What this task involves - Transcribe the rows below exactly, starting at the line that contains "of the gold" and ending at the final line of the rows, with both included.

Data for the task -
--------------------

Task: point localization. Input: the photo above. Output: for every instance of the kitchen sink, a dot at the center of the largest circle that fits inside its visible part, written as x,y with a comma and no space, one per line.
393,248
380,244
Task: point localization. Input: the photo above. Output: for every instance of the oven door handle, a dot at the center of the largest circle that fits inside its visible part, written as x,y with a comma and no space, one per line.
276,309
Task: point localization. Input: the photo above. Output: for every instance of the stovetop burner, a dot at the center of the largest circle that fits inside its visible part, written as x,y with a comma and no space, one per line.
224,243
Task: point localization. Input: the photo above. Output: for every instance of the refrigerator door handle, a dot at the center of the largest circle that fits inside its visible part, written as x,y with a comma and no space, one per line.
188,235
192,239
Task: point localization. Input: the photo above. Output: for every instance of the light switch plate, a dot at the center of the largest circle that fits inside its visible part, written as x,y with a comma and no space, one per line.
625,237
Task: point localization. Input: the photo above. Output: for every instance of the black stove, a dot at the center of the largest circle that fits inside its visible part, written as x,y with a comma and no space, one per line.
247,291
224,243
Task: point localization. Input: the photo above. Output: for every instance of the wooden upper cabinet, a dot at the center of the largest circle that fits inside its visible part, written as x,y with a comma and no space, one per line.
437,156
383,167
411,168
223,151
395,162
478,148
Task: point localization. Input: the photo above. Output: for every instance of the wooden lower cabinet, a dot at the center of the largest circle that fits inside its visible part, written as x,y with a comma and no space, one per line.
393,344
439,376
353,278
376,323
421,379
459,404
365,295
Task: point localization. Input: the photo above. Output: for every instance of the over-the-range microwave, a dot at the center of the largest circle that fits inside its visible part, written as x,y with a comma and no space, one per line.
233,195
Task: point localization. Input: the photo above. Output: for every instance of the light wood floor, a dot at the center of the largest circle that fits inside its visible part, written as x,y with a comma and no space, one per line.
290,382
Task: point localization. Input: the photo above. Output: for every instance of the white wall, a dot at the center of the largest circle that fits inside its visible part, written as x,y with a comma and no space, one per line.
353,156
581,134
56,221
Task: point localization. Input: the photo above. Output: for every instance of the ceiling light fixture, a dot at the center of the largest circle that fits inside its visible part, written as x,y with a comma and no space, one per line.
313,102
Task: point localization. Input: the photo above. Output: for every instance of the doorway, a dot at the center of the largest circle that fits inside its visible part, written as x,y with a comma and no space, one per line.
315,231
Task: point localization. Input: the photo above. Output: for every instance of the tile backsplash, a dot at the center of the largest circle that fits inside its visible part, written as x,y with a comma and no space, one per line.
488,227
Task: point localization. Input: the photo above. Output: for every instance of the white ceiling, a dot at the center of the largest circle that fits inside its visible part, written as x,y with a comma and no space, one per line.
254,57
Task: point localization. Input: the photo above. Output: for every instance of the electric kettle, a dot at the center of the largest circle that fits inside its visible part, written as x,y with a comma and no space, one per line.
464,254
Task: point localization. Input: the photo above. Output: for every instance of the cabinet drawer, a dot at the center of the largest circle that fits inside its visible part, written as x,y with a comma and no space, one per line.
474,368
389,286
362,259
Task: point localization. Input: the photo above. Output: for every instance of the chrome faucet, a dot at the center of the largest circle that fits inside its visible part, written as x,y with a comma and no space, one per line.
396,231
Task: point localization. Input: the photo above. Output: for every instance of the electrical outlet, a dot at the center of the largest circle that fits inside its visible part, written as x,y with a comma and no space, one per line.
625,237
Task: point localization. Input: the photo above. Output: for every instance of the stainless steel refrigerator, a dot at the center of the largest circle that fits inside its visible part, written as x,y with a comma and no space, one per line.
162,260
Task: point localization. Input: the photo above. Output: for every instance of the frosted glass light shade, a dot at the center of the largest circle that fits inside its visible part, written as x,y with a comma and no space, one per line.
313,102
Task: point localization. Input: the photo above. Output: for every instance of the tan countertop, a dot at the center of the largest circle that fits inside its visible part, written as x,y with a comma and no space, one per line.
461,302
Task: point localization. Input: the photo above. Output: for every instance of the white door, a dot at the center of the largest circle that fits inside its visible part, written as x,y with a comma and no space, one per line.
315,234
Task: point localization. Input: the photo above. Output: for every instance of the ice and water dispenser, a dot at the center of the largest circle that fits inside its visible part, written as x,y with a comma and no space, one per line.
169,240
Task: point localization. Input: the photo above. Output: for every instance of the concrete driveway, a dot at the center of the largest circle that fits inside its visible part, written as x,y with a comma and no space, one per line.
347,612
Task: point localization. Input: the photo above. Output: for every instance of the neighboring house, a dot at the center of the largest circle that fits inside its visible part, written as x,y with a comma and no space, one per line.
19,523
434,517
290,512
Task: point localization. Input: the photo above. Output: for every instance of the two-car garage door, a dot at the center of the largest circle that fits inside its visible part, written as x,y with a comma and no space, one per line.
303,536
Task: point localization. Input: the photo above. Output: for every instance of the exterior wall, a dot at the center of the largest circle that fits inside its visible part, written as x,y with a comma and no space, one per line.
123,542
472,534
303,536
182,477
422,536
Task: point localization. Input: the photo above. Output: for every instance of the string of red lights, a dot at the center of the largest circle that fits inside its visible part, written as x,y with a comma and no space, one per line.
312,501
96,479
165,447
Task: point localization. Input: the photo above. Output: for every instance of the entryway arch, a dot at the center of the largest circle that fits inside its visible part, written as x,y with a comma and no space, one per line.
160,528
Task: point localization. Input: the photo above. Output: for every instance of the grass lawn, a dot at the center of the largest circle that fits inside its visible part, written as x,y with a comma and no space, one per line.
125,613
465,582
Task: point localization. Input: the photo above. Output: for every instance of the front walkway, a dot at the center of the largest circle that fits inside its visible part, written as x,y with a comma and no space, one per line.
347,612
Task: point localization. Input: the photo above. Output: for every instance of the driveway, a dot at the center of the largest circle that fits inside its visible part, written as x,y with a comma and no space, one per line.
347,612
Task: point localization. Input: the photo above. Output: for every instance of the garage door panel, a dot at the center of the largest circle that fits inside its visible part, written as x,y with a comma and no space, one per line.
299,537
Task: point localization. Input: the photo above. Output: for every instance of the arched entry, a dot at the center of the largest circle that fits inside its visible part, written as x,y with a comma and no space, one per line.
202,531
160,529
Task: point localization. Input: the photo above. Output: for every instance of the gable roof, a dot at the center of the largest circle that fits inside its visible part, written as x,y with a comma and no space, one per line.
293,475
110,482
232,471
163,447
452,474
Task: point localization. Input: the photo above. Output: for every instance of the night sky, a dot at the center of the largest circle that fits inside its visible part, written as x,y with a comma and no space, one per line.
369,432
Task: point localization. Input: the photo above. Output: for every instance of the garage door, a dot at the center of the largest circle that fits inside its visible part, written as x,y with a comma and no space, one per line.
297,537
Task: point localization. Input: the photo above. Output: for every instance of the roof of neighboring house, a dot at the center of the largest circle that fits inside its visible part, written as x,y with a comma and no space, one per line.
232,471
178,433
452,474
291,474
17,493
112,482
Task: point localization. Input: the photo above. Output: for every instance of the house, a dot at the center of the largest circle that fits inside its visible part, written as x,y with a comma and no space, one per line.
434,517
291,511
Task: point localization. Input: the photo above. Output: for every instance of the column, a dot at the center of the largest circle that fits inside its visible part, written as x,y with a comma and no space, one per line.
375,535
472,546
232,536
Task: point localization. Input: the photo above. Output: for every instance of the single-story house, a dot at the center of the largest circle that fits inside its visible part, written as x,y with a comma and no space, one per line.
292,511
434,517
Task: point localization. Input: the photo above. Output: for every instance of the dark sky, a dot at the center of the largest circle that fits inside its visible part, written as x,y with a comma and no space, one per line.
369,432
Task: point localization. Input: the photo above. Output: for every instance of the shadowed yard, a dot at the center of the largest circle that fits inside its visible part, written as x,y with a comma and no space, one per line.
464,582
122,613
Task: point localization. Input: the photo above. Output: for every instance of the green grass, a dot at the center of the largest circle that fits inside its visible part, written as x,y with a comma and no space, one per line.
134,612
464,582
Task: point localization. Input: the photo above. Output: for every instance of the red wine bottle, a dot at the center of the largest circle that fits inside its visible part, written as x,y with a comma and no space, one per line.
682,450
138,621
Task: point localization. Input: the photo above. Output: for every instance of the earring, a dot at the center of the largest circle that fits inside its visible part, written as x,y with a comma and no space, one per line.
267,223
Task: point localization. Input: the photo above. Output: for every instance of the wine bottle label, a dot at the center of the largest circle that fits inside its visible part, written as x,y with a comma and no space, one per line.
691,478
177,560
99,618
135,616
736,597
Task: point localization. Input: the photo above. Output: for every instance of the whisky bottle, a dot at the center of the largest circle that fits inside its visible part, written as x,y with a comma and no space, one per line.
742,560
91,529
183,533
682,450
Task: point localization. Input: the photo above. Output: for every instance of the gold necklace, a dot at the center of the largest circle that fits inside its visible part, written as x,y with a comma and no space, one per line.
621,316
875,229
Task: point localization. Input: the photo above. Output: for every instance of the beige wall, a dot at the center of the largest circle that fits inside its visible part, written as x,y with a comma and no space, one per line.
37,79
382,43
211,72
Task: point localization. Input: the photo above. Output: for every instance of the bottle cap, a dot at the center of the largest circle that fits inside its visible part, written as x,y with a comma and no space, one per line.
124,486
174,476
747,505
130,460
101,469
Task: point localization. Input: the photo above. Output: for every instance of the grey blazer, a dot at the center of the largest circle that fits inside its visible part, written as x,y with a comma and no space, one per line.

--------------------

Expected answer -
Task: point localization. Input: the photo above. Output: for every instance of the gold necklace, a dot at the center of the largest circle that fits inside its visible part, written as x,y with a comma and no space, one per line.
621,316
875,229
Task: point localization. Input: the photo above. Output: for every instance of the beige wall, a dot at the center of the largest circle that fits inside its visible part, written as x,y with a comma and no space, one per line.
37,79
382,43
211,72
Task: point localization. Input: the photo above. Output: for every instance of the bottle cap, a dot at the center of the largest circle that fits inside its visible part, written as x,y with a comma and no space, one per line.
124,486
174,476
747,505
130,460
101,469
Task: point localization. Input: the photo above. Output: for every instance of the grey blazer, a dot at the center of the largest circle that fits inside its visible part, written as x,y with a comma and no space, one per line.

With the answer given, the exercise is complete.